Each record must be retyped in full. No character may differ.

* [Data shown]
####################

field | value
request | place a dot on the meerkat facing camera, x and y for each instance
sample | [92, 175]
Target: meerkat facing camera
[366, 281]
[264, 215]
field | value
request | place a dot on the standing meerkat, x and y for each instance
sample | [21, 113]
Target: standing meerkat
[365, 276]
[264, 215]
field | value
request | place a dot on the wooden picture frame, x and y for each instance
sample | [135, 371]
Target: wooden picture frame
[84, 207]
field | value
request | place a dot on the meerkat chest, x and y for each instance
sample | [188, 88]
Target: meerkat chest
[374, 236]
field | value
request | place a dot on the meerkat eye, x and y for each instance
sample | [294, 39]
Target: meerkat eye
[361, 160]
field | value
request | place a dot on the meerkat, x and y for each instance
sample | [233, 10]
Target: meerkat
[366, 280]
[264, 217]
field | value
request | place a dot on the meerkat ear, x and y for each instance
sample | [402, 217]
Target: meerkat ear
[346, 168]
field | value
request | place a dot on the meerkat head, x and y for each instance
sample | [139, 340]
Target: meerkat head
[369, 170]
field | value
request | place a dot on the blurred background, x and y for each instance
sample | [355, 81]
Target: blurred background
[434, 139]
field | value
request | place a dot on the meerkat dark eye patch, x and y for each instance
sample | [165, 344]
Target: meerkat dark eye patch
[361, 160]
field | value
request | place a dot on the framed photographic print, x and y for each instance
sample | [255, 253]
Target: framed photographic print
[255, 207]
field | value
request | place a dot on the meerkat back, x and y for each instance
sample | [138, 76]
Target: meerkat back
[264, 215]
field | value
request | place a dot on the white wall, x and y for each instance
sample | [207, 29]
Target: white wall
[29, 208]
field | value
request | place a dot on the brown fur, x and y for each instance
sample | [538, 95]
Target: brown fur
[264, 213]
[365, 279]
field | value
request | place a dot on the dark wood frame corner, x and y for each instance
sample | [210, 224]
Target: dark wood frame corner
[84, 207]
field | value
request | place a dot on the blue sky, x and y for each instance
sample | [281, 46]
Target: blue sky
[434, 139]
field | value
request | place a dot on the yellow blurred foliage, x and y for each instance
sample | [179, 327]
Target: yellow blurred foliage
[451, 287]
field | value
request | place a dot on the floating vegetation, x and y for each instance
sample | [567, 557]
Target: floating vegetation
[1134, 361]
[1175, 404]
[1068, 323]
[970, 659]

####################

* [Result for this task]
field | value
request | place a dot on the meerkat facing camera, x and y for each instance
sample | [92, 175]
Target: meerkat facing camera
[366, 281]
[264, 215]
field | value
request | place a dot on the standing meerkat, x and y for each instance
sample | [21, 113]
Target: standing meerkat
[365, 276]
[264, 215]
field | value
request | place a dot on the wooden picture frame, x and y for each instance
sample | [135, 371]
Target: wooden picture frame
[84, 207]
field | value
request | place a dot on the meerkat chest, x and y for each instance
sample | [188, 88]
Target: meerkat chest
[374, 236]
field | value
request | place a dot on the meerkat eye, x and y for each instance
sample | [294, 39]
Target: meerkat eye
[361, 160]
field | value
request | place a dot on the meerkat, x and y for each instance
sample | [233, 10]
Target: meerkat
[366, 280]
[264, 217]
field | value
request | place a dot on the meerkat ear, x and y for each instance
sample | [402, 217]
Target: meerkat ear
[346, 168]
field | value
request | place a dot on the meerkat head, x and y for each instance
sample | [139, 340]
Target: meerkat head
[369, 170]
field | value
request | place a dot on the blurred background, x and y for each instance
sample | [355, 81]
Target: blurred background
[434, 139]
field | value
request | place a dot on the meerkat dark eye patch, x and y for each instance
sample | [165, 344]
Target: meerkat dark eye patch
[361, 160]
field | value
request | place a dot on the framed photographic print, x and y for each instance
sample | [255, 253]
Target: framed photographic print
[255, 207]
field | value
request | place a dot on the meerkat back, x and y for each instance
sample | [138, 76]
Target: meerkat back
[264, 215]
field | value
request | place a dot on the white wall, x and y for each instance
sample | [207, 29]
Target: white wall
[29, 208]
field | value
request | place a dot on the brown fur, x and y for each instance
sample | [538, 95]
Target: brown fur
[264, 213]
[365, 279]
field | value
request | place a dot on the dark wood frame corner, x and y for each instance
sample | [210, 224]
Target: dark wood frame corner
[84, 207]
field | value
request | place a dot on the blue sky, x and y for each instance
sample | [281, 46]
Target: blue sky
[434, 139]
field | value
request | place a dot on the yellow blurred foliage, x and y for each instance
sample | [179, 327]
Target: yellow blurred foliage
[451, 287]
field | value
request | place a dot on the floating vegetation, x and y for each instance
sample | [567, 557]
Target: floating vegetation
[1134, 361]
[1175, 404]
[1068, 323]
[970, 659]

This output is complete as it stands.